[SUPPLIED RECORDS — start]

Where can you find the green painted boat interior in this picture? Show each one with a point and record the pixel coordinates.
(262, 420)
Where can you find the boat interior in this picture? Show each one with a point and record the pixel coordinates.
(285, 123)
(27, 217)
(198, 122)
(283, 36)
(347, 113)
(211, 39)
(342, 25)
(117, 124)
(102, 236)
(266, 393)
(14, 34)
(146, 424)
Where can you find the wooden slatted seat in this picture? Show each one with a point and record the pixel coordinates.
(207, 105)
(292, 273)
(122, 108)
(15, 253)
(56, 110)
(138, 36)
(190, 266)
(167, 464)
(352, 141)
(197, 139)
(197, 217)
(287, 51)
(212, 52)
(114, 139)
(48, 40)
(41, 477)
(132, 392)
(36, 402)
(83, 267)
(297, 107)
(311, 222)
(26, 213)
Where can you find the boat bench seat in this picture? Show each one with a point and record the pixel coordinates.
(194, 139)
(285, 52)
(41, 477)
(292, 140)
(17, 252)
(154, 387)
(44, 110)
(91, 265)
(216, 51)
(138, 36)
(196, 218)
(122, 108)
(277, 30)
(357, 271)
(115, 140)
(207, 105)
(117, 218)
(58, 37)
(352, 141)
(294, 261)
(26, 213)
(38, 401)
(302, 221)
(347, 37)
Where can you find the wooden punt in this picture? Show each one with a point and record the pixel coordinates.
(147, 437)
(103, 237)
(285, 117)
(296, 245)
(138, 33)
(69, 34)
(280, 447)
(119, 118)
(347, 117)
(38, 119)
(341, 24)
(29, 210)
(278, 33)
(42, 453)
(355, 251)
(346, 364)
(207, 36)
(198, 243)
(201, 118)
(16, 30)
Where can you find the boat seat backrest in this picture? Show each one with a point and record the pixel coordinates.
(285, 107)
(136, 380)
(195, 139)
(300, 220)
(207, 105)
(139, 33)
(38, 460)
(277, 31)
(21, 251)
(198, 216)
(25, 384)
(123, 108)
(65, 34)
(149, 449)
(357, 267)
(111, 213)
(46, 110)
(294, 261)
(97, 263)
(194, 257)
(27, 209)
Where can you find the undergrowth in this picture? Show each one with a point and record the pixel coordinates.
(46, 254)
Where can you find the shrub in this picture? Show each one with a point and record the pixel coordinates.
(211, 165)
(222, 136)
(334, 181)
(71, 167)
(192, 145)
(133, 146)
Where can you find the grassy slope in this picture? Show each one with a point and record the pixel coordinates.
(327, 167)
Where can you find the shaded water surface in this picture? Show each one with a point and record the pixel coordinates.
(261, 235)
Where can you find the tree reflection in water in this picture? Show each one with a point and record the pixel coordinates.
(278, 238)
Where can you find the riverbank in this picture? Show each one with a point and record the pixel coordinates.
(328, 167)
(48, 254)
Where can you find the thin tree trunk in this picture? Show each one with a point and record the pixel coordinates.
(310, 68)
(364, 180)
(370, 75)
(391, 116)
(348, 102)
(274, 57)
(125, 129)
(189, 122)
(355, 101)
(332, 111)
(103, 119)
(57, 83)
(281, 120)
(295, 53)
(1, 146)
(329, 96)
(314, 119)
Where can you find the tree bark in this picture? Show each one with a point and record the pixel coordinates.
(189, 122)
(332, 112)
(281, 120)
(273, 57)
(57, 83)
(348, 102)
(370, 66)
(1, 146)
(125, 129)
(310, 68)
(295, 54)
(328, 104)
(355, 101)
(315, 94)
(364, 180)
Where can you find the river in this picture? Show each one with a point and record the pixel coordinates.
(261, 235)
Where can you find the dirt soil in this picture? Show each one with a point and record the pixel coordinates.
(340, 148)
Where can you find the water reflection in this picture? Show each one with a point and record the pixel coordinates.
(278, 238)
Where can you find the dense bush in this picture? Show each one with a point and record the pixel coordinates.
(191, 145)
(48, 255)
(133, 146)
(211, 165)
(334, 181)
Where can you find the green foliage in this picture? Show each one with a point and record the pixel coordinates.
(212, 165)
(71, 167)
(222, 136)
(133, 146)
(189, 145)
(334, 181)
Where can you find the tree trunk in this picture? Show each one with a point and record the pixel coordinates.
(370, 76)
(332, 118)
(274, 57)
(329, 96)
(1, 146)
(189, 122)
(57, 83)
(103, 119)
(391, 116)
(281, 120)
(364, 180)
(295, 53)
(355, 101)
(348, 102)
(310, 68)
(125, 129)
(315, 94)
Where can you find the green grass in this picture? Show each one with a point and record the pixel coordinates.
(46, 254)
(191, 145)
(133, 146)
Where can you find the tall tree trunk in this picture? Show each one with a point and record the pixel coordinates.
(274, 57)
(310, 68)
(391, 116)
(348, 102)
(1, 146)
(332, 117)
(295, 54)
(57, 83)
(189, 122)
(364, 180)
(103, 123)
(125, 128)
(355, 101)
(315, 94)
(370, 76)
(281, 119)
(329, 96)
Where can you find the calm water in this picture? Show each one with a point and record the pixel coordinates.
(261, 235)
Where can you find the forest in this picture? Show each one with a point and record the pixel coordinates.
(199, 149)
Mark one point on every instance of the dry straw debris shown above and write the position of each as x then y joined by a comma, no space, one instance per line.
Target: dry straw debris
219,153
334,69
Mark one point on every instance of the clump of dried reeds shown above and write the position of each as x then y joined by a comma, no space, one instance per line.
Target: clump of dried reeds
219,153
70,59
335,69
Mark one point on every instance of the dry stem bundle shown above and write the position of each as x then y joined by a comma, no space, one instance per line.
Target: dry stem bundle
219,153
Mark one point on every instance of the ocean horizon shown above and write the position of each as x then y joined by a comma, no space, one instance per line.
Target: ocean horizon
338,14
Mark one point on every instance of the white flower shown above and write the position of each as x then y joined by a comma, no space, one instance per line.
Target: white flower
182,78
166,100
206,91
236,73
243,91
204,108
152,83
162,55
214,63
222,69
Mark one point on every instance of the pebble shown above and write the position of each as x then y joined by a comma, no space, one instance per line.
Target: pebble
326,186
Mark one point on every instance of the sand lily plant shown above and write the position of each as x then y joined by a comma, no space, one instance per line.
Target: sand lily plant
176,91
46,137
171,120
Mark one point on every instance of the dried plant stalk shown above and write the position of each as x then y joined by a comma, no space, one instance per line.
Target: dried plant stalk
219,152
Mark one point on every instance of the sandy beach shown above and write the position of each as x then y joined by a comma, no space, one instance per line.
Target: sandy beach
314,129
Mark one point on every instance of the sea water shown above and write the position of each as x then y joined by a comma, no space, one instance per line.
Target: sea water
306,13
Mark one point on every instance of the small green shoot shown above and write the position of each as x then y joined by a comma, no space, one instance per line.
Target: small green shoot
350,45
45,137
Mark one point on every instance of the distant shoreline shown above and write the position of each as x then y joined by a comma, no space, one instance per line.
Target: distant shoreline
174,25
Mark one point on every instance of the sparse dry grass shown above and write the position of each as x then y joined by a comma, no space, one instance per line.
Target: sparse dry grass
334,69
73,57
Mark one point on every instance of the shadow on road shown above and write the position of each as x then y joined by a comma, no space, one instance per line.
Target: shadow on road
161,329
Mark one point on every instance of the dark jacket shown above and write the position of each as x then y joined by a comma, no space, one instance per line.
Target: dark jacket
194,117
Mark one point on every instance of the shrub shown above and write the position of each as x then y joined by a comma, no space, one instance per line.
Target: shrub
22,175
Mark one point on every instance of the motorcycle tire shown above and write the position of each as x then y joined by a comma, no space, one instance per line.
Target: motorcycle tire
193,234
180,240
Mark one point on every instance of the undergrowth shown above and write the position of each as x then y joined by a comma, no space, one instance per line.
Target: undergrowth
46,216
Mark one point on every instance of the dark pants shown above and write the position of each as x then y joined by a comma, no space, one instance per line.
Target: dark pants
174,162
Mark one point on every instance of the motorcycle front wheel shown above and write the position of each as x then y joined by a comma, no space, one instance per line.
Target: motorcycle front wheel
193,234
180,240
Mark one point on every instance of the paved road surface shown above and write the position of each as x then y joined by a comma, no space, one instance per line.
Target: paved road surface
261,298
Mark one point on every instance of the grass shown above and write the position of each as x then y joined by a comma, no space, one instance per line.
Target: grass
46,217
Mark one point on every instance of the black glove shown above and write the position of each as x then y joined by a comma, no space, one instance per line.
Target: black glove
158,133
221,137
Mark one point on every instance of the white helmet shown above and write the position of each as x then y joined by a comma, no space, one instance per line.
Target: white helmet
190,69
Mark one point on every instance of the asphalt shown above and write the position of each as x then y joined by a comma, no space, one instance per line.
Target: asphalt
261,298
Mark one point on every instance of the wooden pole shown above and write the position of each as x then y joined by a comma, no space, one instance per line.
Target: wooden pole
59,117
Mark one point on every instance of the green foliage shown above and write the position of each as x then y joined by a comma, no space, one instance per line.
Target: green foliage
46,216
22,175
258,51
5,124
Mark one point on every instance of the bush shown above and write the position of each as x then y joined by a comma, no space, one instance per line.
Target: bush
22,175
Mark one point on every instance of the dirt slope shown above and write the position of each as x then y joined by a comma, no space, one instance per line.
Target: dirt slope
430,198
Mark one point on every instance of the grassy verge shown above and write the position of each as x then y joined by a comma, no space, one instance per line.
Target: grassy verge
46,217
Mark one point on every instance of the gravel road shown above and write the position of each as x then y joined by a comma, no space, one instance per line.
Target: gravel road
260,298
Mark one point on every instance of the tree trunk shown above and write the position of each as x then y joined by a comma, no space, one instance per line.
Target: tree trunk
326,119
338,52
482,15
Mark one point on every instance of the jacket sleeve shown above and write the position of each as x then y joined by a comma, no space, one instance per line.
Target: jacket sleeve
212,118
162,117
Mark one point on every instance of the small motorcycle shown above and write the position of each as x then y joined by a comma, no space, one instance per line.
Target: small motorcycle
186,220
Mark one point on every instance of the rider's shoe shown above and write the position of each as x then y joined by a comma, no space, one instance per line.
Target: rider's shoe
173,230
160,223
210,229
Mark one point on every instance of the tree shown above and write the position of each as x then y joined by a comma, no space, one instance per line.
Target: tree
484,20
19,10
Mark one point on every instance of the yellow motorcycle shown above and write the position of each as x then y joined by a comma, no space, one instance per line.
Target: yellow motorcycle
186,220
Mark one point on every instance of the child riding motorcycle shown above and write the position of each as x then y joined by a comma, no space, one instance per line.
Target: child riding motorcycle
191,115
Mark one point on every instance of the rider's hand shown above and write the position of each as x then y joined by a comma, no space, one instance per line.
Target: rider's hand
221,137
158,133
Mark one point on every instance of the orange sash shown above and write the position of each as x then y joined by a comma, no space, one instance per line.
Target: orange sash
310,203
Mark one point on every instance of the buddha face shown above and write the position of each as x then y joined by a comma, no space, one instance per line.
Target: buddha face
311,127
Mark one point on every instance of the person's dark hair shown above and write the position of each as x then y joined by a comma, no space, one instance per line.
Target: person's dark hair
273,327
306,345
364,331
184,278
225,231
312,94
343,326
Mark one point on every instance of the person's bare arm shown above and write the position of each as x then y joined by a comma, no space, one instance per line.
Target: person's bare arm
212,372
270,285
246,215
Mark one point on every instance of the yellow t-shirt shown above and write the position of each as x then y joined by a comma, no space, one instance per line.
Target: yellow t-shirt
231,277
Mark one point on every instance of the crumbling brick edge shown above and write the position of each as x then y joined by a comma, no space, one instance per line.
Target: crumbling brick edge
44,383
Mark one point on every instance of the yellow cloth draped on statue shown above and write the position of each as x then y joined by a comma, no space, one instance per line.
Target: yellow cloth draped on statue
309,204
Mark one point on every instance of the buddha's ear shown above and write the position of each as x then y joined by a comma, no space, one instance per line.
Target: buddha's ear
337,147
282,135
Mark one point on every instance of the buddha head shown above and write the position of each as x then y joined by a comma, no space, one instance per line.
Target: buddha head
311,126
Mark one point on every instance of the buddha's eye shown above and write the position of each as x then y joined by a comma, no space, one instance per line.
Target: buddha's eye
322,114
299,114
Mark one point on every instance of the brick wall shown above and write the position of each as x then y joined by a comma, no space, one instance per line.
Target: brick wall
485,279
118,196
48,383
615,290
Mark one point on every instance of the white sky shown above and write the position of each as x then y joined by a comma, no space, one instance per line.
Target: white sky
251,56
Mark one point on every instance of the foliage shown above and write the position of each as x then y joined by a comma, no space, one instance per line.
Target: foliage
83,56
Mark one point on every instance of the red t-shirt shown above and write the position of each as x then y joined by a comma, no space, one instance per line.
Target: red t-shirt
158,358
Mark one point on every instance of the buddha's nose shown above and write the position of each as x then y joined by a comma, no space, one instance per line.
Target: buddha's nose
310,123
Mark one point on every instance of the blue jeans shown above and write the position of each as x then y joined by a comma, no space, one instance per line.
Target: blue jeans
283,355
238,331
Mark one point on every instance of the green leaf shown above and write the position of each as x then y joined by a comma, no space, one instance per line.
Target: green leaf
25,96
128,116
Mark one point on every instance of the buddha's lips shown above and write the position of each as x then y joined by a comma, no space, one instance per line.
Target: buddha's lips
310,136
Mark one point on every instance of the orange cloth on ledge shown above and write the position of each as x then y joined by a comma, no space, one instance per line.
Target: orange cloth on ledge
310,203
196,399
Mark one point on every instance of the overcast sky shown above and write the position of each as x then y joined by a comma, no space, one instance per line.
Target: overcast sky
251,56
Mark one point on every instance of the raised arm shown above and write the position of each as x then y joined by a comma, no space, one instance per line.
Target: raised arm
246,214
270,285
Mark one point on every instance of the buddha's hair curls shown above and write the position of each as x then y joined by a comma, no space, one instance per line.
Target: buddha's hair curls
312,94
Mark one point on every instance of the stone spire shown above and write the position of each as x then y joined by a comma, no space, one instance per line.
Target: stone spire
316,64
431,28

[SUPPLIED RECORDS — finish]

• [TASK DETAILS] Only the lines above from the one with "Target: black glove" up to and including the one with "Mark one point on every instance of the asphalt" should be repeated, exactly as written.

• [EXERCISE RESULT]
Target: black glove
158,133
221,137
Mark one point on every instance of the white helmet shown above and write the position of each as x then y joined by a comma, no space, one instance per line.
Target: white helmet
190,69
Mark one point on every instance of the asphalt shown above and write the position of each as x then y joined by a comma, no space, one instance per line.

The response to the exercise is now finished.